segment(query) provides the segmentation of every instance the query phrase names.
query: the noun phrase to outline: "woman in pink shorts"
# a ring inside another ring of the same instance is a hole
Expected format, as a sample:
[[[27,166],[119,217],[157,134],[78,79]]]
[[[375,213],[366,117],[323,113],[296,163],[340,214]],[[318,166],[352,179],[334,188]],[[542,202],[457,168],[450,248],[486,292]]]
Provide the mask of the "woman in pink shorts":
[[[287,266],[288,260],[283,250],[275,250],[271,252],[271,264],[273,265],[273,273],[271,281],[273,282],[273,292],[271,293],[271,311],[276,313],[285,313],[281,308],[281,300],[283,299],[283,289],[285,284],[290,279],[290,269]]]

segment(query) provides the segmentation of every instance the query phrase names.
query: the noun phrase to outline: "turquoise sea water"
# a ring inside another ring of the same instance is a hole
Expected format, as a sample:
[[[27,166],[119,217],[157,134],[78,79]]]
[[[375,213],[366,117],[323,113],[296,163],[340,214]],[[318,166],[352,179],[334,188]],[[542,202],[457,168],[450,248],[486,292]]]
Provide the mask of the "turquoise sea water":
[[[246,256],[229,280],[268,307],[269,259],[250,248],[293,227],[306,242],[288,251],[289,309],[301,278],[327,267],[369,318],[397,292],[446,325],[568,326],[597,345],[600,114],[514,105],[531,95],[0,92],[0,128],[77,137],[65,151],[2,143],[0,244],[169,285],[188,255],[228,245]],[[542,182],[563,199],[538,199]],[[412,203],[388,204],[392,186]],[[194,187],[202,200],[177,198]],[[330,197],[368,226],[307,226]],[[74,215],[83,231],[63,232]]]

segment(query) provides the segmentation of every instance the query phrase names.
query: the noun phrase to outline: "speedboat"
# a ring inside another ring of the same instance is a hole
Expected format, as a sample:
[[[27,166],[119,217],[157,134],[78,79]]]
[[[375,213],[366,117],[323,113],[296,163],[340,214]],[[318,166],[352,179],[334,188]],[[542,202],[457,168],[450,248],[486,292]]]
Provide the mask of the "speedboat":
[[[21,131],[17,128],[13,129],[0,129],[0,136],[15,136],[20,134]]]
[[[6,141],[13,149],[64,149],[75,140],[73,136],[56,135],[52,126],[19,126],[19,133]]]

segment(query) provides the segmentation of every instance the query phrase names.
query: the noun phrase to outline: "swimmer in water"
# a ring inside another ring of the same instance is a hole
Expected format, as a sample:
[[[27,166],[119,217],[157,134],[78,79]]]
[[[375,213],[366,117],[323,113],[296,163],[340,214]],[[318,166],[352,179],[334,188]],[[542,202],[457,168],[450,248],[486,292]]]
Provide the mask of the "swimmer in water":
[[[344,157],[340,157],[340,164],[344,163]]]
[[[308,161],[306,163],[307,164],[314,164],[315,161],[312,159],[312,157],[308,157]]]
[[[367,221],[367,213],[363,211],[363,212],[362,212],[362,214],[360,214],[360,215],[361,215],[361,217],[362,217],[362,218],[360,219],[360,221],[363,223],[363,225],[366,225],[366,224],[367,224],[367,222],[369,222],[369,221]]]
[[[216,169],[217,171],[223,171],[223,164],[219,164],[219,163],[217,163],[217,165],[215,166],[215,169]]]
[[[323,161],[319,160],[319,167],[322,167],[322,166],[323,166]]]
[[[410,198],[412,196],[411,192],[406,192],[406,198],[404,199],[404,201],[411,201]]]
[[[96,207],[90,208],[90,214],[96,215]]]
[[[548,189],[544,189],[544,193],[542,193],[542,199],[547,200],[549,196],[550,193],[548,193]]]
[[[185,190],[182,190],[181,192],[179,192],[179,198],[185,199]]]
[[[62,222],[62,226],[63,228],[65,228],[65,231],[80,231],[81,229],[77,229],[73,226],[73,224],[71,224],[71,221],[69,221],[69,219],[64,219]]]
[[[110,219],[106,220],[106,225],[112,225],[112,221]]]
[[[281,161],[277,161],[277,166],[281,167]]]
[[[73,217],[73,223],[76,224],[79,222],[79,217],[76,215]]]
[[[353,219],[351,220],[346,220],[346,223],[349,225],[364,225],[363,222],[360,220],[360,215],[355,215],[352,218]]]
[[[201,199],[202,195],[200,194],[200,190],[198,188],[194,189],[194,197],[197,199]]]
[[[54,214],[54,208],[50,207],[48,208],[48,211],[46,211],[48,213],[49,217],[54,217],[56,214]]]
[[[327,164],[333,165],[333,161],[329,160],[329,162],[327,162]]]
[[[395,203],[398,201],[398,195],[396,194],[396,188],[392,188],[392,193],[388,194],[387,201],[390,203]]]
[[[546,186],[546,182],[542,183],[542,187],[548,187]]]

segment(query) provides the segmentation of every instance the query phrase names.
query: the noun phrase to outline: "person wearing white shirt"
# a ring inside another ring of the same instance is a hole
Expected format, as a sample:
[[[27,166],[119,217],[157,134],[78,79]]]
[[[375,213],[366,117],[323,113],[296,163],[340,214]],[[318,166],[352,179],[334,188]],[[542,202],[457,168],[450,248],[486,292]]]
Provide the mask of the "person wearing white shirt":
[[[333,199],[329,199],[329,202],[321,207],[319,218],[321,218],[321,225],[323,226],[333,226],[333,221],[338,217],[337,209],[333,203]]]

□ □ □ □ □

◆ EXERCISE GOAL
Produce the whole listing once more, exactly.

◆ RESULT BELOW
segment(query) provides the segmentation of every instance the query phrase names.
query: the noun phrase to outline: "woman in pink shorts"
# a ring inside another ring of the same instance is a hole
Expected format, as a sample:
[[[27,166],[119,217],[157,134],[78,79]]]
[[[375,213],[366,117],[323,113],[296,163],[340,214]],[[318,166],[352,179],[334,188]],[[542,202],[457,168],[450,248],[486,292]]]
Provide the mask of the "woman in pink shorts":
[[[287,266],[288,260],[283,250],[275,250],[271,252],[271,264],[273,265],[273,273],[271,281],[273,282],[273,292],[271,293],[271,311],[276,313],[285,313],[281,308],[281,300],[283,299],[283,289],[285,284],[290,279],[290,269]]]

segment(query) provides the segmentation of every instance the query phrase names.
query: the noun phrase to outline: "turquoise sea water"
# a ring inside another ring of the same instance is a hole
Expected format, as a sample:
[[[27,166],[119,217],[157,134],[78,79]]]
[[[375,213],[366,117],[323,113],[296,163],[340,214]],[[318,166],[352,179],[334,188]],[[542,202],[457,168],[450,248],[486,292]]]
Provide the mask of the "turquoise sea water":
[[[246,256],[229,280],[268,307],[269,259],[250,248],[293,227],[306,242],[288,251],[289,309],[301,278],[327,267],[369,318],[397,292],[446,325],[568,326],[597,345],[600,114],[514,105],[531,95],[0,92],[0,128],[77,137],[65,151],[2,143],[0,244],[169,285],[188,255],[228,245]],[[542,182],[563,199],[538,199]],[[412,203],[388,204],[392,186]],[[194,187],[202,200],[177,198]],[[330,197],[368,226],[307,226]],[[74,215],[83,231],[63,232]]]

segment(query) provides the segmentation of every instance the query phrase names.
query: the noun phrase to outline: "speedboat"
# a ring inside another ring of the same instance is a hole
Expected format, as a sample:
[[[27,166],[119,217],[157,134],[78,79]]]
[[[375,213],[366,117],[323,113],[296,163],[340,214]],[[318,166],[352,179],[334,188]],[[542,202],[457,168],[450,248],[486,292]]]
Provide the mask of the "speedboat":
[[[21,131],[17,128],[13,129],[0,129],[0,136],[15,136],[20,134]]]
[[[6,141],[13,149],[64,149],[75,140],[73,136],[56,135],[52,126],[19,126],[19,133]]]

segment(query) provides the segmentation of every instance the query phrase names.
query: the noun phrase to outline: "swimmer in water"
# a ring inside another ring of the same instance is a hole
Expected format, as a sample:
[[[27,166],[119,217],[157,134],[78,79]]]
[[[375,213],[366,117],[323,113],[296,163],[340,214]],[[318,166],[352,179],[334,188]],[[542,202],[457,168],[450,248],[486,292]]]
Provide the mask of the "swimmer in water":
[[[344,157],[340,157],[340,164],[344,163]]]
[[[308,161],[306,163],[307,164],[314,164],[315,161],[312,159],[312,157],[308,157]]]
[[[367,221],[367,213],[363,211],[363,212],[362,212],[362,214],[360,214],[360,215],[361,215],[361,217],[362,217],[362,218],[360,219],[360,221],[363,223],[363,225],[366,225],[366,224],[367,224],[367,222],[369,222],[369,221]]]
[[[216,169],[217,171],[223,171],[223,164],[219,164],[219,163],[217,163],[217,165],[215,166],[215,169]]]
[[[323,161],[319,160],[319,167],[322,167],[322,166],[323,166]]]
[[[410,198],[412,196],[411,192],[406,192],[406,198],[404,199],[404,201],[411,201]]]
[[[96,207],[90,208],[90,214],[96,215]]]
[[[548,189],[544,189],[544,193],[542,193],[542,199],[547,200],[549,196],[550,193],[548,193]]]
[[[185,190],[182,190],[181,192],[179,192],[179,198],[185,199]]]
[[[62,222],[62,226],[63,228],[65,228],[65,231],[80,231],[81,229],[77,229],[73,226],[73,224],[71,224],[71,221],[69,221],[69,219],[64,219]]]
[[[110,219],[106,220],[106,225],[112,225],[112,221]]]
[[[281,161],[277,161],[277,166],[281,167]]]
[[[73,217],[73,223],[76,224],[79,222],[79,217],[76,215]]]
[[[353,219],[351,220],[346,220],[346,223],[349,225],[364,225],[363,222],[360,220],[360,215],[355,215],[352,218]]]
[[[201,199],[202,195],[200,194],[200,190],[198,188],[194,189],[194,197],[197,199]]]
[[[54,214],[54,208],[50,207],[48,208],[48,211],[46,211],[48,213],[49,217],[54,217],[56,214]]]
[[[327,164],[333,165],[333,161],[329,160],[329,162],[327,162]]]
[[[395,203],[398,201],[398,195],[396,194],[396,188],[392,188],[392,193],[388,194],[387,201],[390,203]]]
[[[546,186],[546,182],[542,183],[542,187],[548,187]]]

segment(query) provides the segmentation of every instance the query phrase names.
query: the noun phrase to outline: "person wearing white shirt"
# a ring inside another ring of the same instance is a hole
Expected format, as a sample:
[[[27,166],[119,217],[157,134],[78,79]]]
[[[375,213],[366,117],[323,113],[296,163],[340,214]],[[318,166],[352,179],[334,188]],[[542,202],[457,168],[450,248],[486,292]]]
Provide the mask of the "person wearing white shirt":
[[[333,199],[329,199],[329,202],[321,207],[319,218],[321,218],[321,225],[323,226],[333,226],[333,221],[338,217],[337,209],[333,203]]]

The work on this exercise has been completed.